Required task 1: Decide whether each statement below agrees with the SSD post, answering yes or no and quoting the words of the post that settle it: (a) The author began working with SSDs about twelve years ago. (b) In the early days of SSD adoption, hard disk drives carried a warranted endurance rating. (c) The post covers what to do once endurance values are reached.

Text shown:
☆ ☆ ☆
By Doug Rollins - 2018-11-12

I first started working with SSDs about twelve years ago (gee…now that I write that down, it is a long time!). From their outset, SSDs brought unique benefits into client and enterprise storage – high speed, low power and low latency to drive emerging (and standard) applications toward new performance thresholds. Back then SSDs were small, so we often used them as caches for HDD arrays (read and write caches).

SSDs also introduced a new concept into the storage market: they were storage devices that wore as they were written. In the early days of SSD adoption (around 2007), hard disk drives (‘HDDs’) didn’t do this, they had no warranted endurance rating. As HDD capacity grew, HDD warranted endurance ratings are much more broadly published today.

In this post I’m focused only on warranty statements related to endurance. These statements are often found in product manuals or datasheets. I’m not talking about what you might do when those values are reached - that’s your call.
☆ ☆ ☆
Required task 2: In the listing below, copy out the lines between the one containing "Target: gray hair" and the end of the listing, inclusive, and add 12 to every number in the point coordinates.

Some records
☆ ☆ ☆
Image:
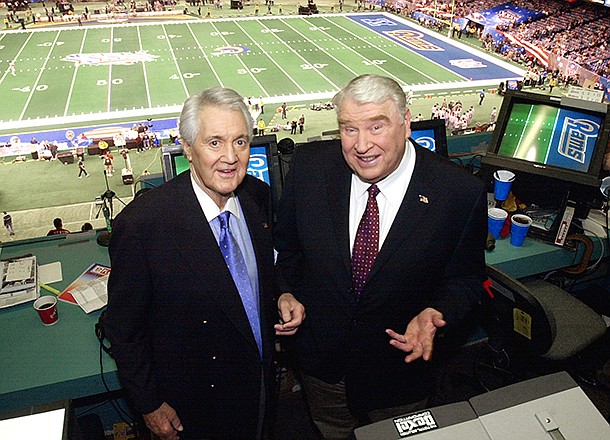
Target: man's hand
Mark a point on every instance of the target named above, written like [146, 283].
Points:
[292, 314]
[164, 422]
[418, 340]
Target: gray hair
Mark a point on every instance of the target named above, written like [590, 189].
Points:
[215, 96]
[374, 89]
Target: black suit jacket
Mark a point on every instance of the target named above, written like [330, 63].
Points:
[178, 329]
[433, 256]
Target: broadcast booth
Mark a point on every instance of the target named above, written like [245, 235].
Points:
☆ ☆ ☆
Written solution 1:
(a) Yes: "I first started working with SSDs about twelve years ago"
(b) No: "they had no warranted endurance rating"
(c) No: "I’m not talking about what you might do when those values are reached"

Written solution 2:
Target: gray hair
Mark a point on every instance of the target named above, written like [590, 189].
Points:
[227, 108]
[386, 101]
Target: black suit jacket
Mark a point on every instance of the target named above, written like [330, 63].
Points:
[190, 341]
[445, 268]
Target: broadcast booth
Mark a point on every instance of the target named above, written like [245, 235].
Points:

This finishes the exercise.